:: PASSAGE PROVIDED ::

============================================================

Ella Heydenreich, my eldest sister with some friends opened a class in Goldingen for poor Jewish girls, to teach them the three R's, as education was then very expensive and the poor could not afford it for their daughters. Jewish boys received their education at the Talmud Torah School. After Ella married, I took over the school. Meanwhile my younger sister Regina obtained a teacher's diploma and the school was registered in her name. Later the school buildings were enlarged by the bequest of a house and stand. The stand was sold to the Talmud Torah and with the proceeds teachers were engaged to help Regina and the school was enlarged to six classes. When she was old enough, Fanny the youngest sister, also taught there as an honorary instructor together with a few paid teachers. Some instruction in music also was given and the pupils were allowed to practice on the piano in our home. This school developed into a large institution, which was eventually taken over by the Government and hundreds of Jewish girls received their education there. Regina taught there voluntarily for many years and took a prominent part in the School's affairs. When years later she died in South Africa, out of gratitude to her the school established a perpetual Kaddish in her memory.

============================================================

(Items listed in a dataset)
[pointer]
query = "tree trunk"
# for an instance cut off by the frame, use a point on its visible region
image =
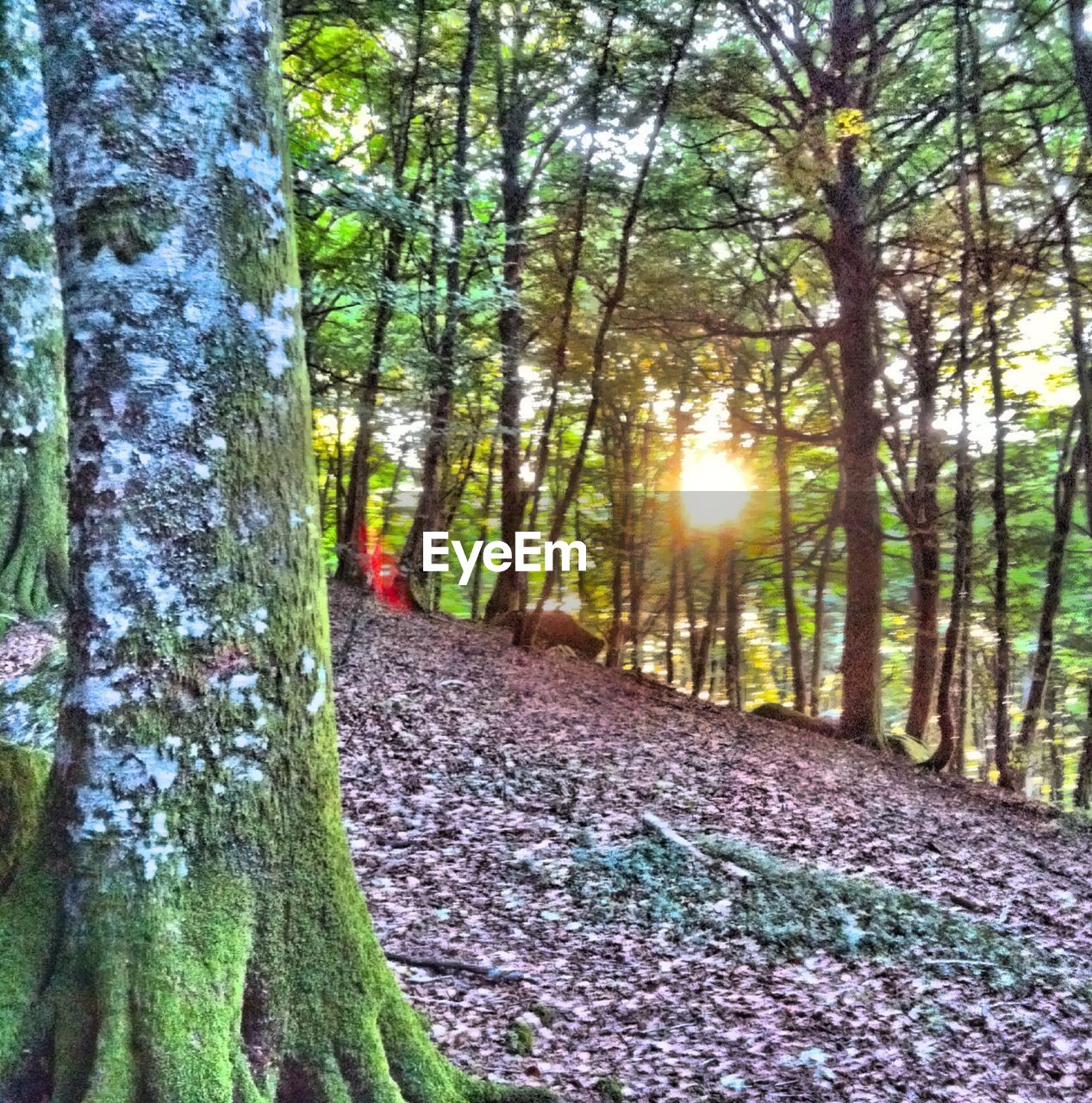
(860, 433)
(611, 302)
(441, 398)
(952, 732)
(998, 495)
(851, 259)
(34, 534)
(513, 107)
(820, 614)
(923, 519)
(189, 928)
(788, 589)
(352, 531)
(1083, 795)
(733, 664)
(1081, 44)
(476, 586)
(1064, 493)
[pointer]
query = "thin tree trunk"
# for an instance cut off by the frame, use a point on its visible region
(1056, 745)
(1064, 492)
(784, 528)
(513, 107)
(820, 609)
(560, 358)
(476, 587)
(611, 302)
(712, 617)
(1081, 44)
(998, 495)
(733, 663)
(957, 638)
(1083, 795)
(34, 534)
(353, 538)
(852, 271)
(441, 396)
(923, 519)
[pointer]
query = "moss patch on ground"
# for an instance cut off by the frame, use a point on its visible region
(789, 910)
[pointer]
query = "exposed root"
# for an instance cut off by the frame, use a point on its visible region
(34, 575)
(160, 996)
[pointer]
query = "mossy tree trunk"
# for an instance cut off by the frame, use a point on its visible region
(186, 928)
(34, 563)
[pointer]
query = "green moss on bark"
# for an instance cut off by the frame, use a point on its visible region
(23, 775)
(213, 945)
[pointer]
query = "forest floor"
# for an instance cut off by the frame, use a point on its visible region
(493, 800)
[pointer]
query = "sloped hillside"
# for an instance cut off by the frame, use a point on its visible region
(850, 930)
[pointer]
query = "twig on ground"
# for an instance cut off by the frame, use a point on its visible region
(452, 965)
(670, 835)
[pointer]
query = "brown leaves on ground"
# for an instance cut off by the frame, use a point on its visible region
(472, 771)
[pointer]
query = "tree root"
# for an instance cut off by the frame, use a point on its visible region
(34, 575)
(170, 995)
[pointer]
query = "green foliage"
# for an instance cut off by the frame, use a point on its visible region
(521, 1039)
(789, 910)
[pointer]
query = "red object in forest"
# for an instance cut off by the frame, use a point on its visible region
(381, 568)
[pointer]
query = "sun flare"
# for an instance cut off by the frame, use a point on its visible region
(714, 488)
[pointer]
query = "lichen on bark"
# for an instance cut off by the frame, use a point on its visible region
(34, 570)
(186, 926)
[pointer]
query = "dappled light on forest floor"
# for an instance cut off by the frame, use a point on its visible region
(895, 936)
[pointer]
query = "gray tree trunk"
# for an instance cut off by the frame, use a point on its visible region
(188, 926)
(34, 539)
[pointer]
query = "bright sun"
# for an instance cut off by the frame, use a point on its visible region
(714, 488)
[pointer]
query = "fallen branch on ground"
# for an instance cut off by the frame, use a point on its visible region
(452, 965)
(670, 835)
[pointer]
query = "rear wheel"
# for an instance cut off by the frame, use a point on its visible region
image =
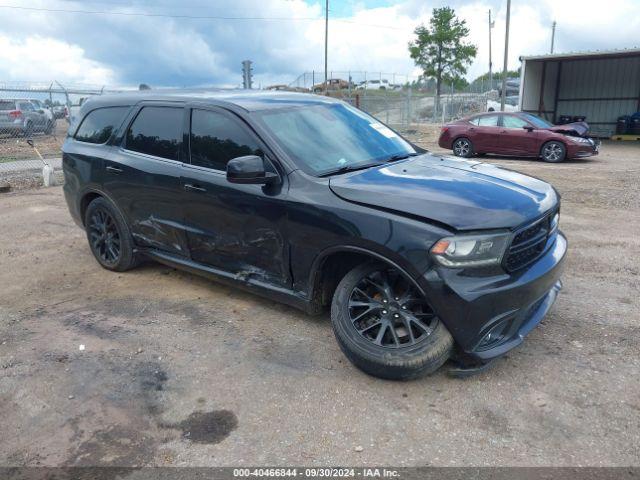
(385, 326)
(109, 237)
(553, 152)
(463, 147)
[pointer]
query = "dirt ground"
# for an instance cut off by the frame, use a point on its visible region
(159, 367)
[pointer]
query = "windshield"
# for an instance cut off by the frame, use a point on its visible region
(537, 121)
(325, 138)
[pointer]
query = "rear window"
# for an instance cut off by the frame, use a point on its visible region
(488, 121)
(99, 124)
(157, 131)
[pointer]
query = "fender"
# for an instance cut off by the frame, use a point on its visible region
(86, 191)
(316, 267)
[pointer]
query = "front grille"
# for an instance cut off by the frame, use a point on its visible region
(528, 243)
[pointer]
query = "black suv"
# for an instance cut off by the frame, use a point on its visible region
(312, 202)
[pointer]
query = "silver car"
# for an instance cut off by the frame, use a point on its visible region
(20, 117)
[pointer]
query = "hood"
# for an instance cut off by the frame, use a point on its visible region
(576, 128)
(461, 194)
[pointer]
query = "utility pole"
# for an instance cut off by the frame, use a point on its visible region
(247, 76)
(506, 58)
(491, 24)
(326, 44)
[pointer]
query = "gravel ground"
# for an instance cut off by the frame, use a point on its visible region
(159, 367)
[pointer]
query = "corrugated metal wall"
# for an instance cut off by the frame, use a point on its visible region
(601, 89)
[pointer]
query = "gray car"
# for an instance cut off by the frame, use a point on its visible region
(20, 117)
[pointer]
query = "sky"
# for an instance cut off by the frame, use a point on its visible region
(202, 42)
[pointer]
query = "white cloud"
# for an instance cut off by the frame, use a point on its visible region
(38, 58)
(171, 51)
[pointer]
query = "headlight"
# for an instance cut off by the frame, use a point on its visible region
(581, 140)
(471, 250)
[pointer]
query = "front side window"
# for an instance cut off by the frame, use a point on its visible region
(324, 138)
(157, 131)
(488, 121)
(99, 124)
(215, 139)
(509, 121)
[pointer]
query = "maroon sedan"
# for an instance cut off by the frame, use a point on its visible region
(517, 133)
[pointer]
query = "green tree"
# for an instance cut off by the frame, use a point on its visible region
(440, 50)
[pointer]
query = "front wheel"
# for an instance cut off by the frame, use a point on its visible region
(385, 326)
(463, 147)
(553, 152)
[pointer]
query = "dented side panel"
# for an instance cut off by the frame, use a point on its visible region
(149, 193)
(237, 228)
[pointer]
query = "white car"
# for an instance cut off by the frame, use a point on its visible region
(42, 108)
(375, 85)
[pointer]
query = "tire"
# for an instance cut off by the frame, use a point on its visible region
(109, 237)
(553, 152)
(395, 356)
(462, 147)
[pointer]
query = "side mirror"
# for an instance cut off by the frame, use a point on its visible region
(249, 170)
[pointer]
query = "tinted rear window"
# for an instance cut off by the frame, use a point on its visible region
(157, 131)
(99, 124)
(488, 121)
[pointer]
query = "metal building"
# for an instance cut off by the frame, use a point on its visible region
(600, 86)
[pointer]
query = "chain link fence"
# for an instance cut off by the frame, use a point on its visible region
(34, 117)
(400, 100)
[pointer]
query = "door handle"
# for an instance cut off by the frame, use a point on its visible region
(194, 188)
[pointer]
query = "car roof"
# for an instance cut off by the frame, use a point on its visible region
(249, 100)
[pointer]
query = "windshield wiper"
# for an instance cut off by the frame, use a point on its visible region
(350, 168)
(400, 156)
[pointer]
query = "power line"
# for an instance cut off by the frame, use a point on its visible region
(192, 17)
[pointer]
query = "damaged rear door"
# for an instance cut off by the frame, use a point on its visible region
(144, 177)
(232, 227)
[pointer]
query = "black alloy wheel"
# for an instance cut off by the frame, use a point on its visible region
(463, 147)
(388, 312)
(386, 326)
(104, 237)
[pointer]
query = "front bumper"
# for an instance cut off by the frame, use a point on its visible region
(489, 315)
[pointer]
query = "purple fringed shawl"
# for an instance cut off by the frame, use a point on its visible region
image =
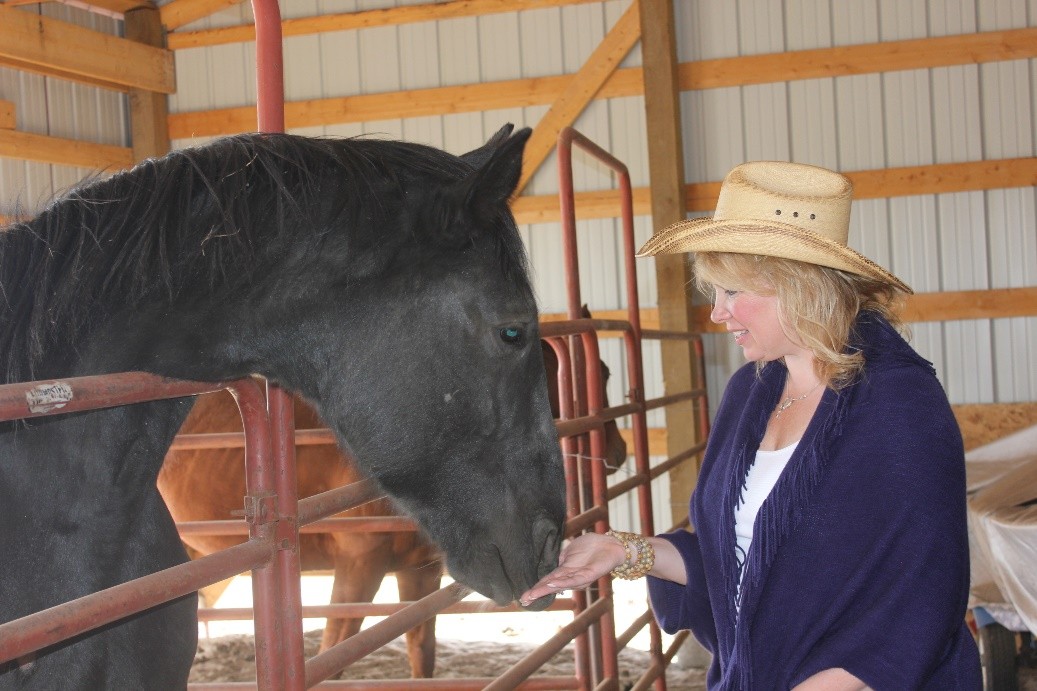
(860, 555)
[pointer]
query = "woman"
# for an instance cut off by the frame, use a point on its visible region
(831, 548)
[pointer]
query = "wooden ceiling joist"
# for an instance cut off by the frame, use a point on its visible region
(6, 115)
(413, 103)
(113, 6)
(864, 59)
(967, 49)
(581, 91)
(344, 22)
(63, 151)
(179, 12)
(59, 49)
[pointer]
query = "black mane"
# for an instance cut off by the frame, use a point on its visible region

============================================================

:: WHAT TO WORK ON ::
Reproduce, word for word, the full passage above about the school for poor Jewish girls in Goldingen.

:: RESULT FOR THIS EXERCISE ::
Ella Heydenreich, my eldest sister with some friends opened a class in Goldingen for poor Jewish girls, to teach them the three R's, as education was then very expensive and the poor could not afford it for their daughters. Jewish boys received their education at the Talmud Torah School. After Ella married, I took over the school. Meanwhile my younger sister Regina obtained a teacher's diploma and the school was registered in her name. Later the school buildings were enlarged by the bequest of a house and stand. The stand was sold to the Talmud Torah and with the proceeds teachers were engaged to help Regina and the school was enlarged to six classes. When she was old enough, Fanny the youngest sister, also taught there as an honorary instructor together with a few paid teachers. Some instruction in music also was given and the pupils were allowed to practice on the piano in our home. This school developed into a large institution, which was eventually taken over by the Government and hundreds of Jewish girls received their education there. Regina taught there voluntarily for many years and took a prominent part in the School's affairs. When years later she died in South Africa, out of gratitude to her the school established a perpetual Kaddish in her memory.